*과제 목표*
아래 행 가운데 다음 문자열이 들어 있는 행을 모두 추출하십시오: "field".

*기록 데이터*
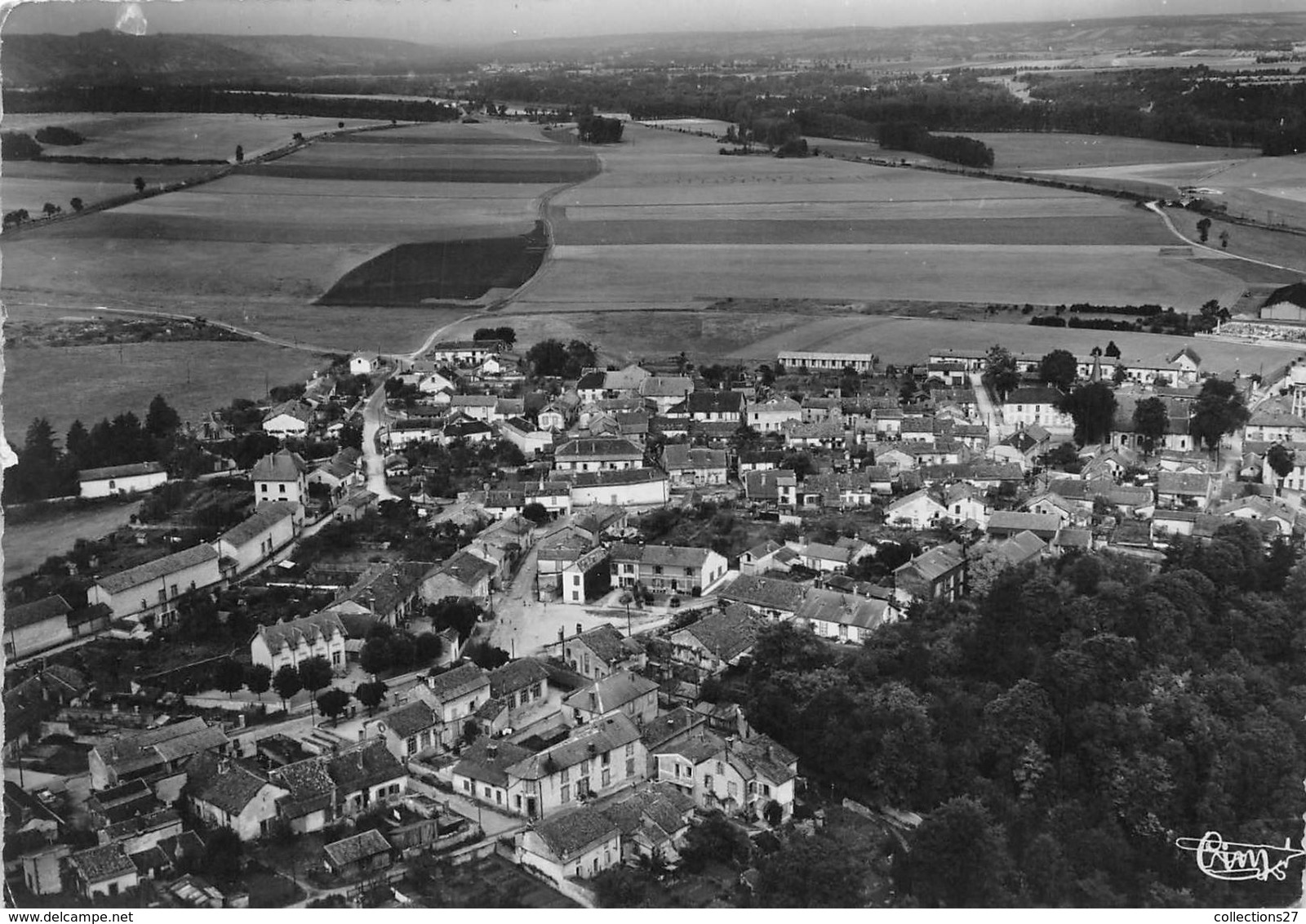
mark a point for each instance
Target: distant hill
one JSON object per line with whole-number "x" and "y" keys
{"x": 109, "y": 56}
{"x": 948, "y": 42}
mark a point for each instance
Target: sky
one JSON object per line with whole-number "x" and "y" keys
{"x": 486, "y": 21}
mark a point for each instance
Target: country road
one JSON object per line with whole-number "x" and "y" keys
{"x": 1216, "y": 251}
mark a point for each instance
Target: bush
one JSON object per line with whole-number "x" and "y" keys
{"x": 56, "y": 135}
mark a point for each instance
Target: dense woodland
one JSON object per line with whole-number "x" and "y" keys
{"x": 1059, "y": 731}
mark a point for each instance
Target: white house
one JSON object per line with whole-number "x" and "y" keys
{"x": 598, "y": 455}
{"x": 1037, "y": 405}
{"x": 918, "y": 509}
{"x": 36, "y": 627}
{"x": 770, "y": 415}
{"x": 280, "y": 477}
{"x": 731, "y": 775}
{"x": 579, "y": 845}
{"x": 148, "y": 593}
{"x": 320, "y": 634}
{"x": 291, "y": 418}
{"x": 637, "y": 487}
{"x": 668, "y": 569}
{"x": 271, "y": 527}
{"x": 121, "y": 479}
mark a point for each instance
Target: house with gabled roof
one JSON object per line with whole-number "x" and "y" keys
{"x": 772, "y": 486}
{"x": 920, "y": 509}
{"x": 771, "y": 597}
{"x": 148, "y": 593}
{"x": 1195, "y": 491}
{"x": 358, "y": 855}
{"x": 842, "y": 616}
{"x": 280, "y": 477}
{"x": 36, "y": 627}
{"x": 935, "y": 575}
{"x": 600, "y": 651}
{"x": 597, "y": 455}
{"x": 152, "y": 753}
{"x": 653, "y": 820}
{"x": 228, "y": 793}
{"x": 251, "y": 542}
{"x": 726, "y": 406}
{"x": 580, "y": 843}
{"x": 455, "y": 695}
{"x": 737, "y": 777}
{"x": 770, "y": 415}
{"x": 622, "y": 692}
{"x": 121, "y": 479}
{"x": 694, "y": 466}
{"x": 597, "y": 758}
{"x": 666, "y": 569}
{"x": 464, "y": 575}
{"x": 522, "y": 686}
{"x": 768, "y": 556}
{"x": 718, "y": 640}
{"x": 833, "y": 558}
{"x": 408, "y": 730}
{"x": 291, "y": 418}
{"x": 104, "y": 872}
{"x": 317, "y": 636}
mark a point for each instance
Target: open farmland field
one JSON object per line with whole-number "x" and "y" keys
{"x": 672, "y": 222}
{"x": 911, "y": 341}
{"x": 413, "y": 161}
{"x": 29, "y": 184}
{"x": 1038, "y": 274}
{"x": 95, "y": 381}
{"x": 1055, "y": 150}
{"x": 193, "y": 136}
{"x": 1270, "y": 189}
{"x": 267, "y": 247}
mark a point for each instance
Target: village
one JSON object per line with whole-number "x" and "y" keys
{"x": 480, "y": 618}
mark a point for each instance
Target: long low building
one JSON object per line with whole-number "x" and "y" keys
{"x": 148, "y": 593}
{"x": 805, "y": 359}
{"x": 121, "y": 479}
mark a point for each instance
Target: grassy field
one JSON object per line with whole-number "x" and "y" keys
{"x": 193, "y": 136}
{"x": 1273, "y": 247}
{"x": 96, "y": 381}
{"x": 911, "y": 341}
{"x": 28, "y": 544}
{"x": 1051, "y": 150}
{"x": 681, "y": 273}
{"x": 29, "y": 184}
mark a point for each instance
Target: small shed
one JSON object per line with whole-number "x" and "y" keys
{"x": 359, "y": 855}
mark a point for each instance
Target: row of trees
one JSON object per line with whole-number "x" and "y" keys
{"x": 567, "y": 361}
{"x": 1061, "y": 731}
{"x": 47, "y": 470}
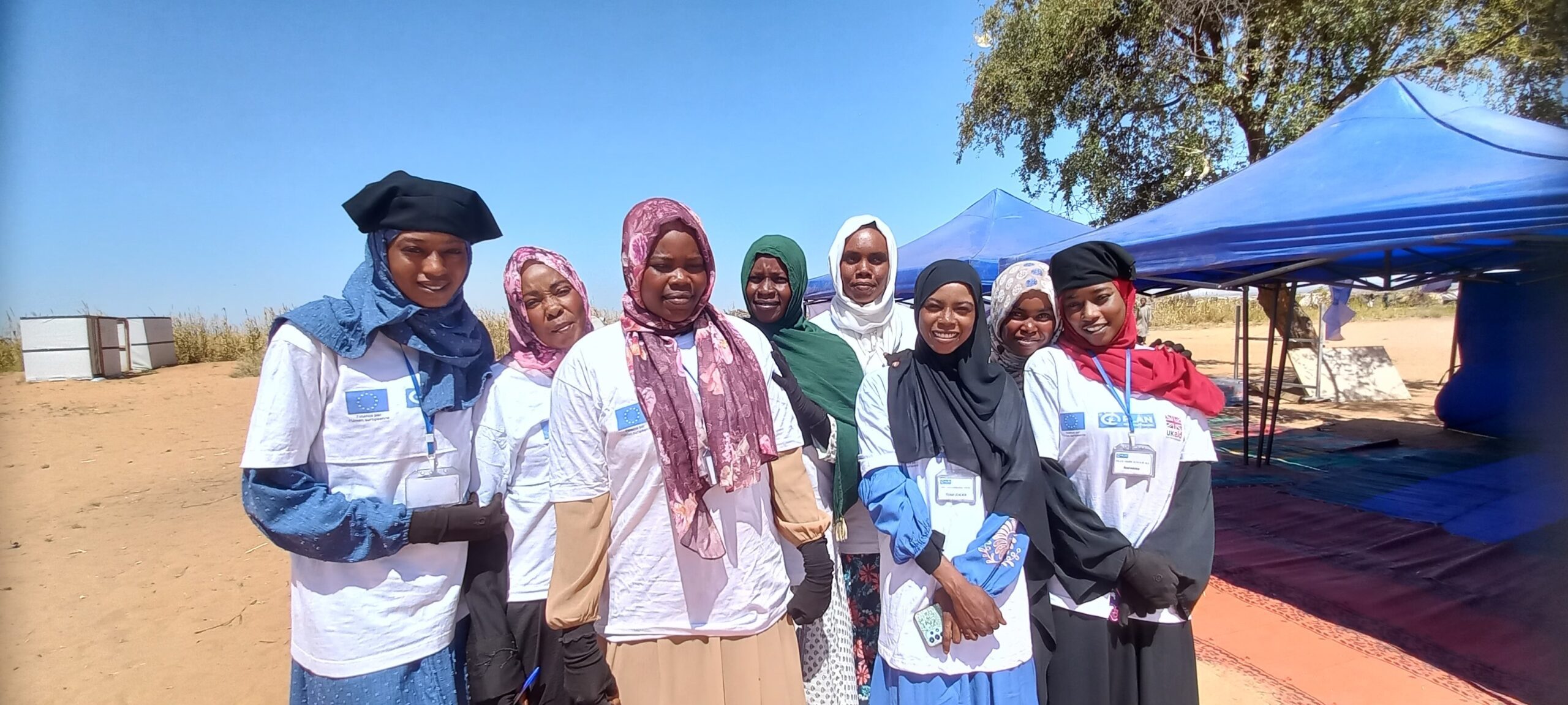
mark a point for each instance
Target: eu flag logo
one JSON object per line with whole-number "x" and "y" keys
{"x": 629, "y": 416}
{"x": 366, "y": 402}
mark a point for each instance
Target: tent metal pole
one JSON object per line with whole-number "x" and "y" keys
{"x": 1236, "y": 344}
{"x": 1284, "y": 356}
{"x": 1247, "y": 377}
{"x": 1454, "y": 344}
{"x": 1263, "y": 414}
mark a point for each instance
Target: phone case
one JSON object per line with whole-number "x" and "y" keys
{"x": 930, "y": 624}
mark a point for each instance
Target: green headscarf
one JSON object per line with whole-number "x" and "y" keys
{"x": 824, "y": 366}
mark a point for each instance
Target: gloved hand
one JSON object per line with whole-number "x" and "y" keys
{"x": 816, "y": 591}
{"x": 587, "y": 677}
{"x": 1148, "y": 582}
{"x": 814, "y": 422}
{"x": 460, "y": 522}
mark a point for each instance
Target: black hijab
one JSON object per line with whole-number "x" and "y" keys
{"x": 968, "y": 408}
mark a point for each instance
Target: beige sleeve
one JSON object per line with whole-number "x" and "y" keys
{"x": 582, "y": 557}
{"x": 796, "y": 510}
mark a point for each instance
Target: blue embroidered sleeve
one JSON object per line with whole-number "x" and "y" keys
{"x": 899, "y": 510}
{"x": 301, "y": 516}
{"x": 996, "y": 557}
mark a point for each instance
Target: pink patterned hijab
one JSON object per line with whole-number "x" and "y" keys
{"x": 737, "y": 425}
{"x": 527, "y": 352}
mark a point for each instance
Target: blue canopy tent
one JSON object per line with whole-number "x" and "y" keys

*작성 답안*
Target: open farmland field
Target: grassy field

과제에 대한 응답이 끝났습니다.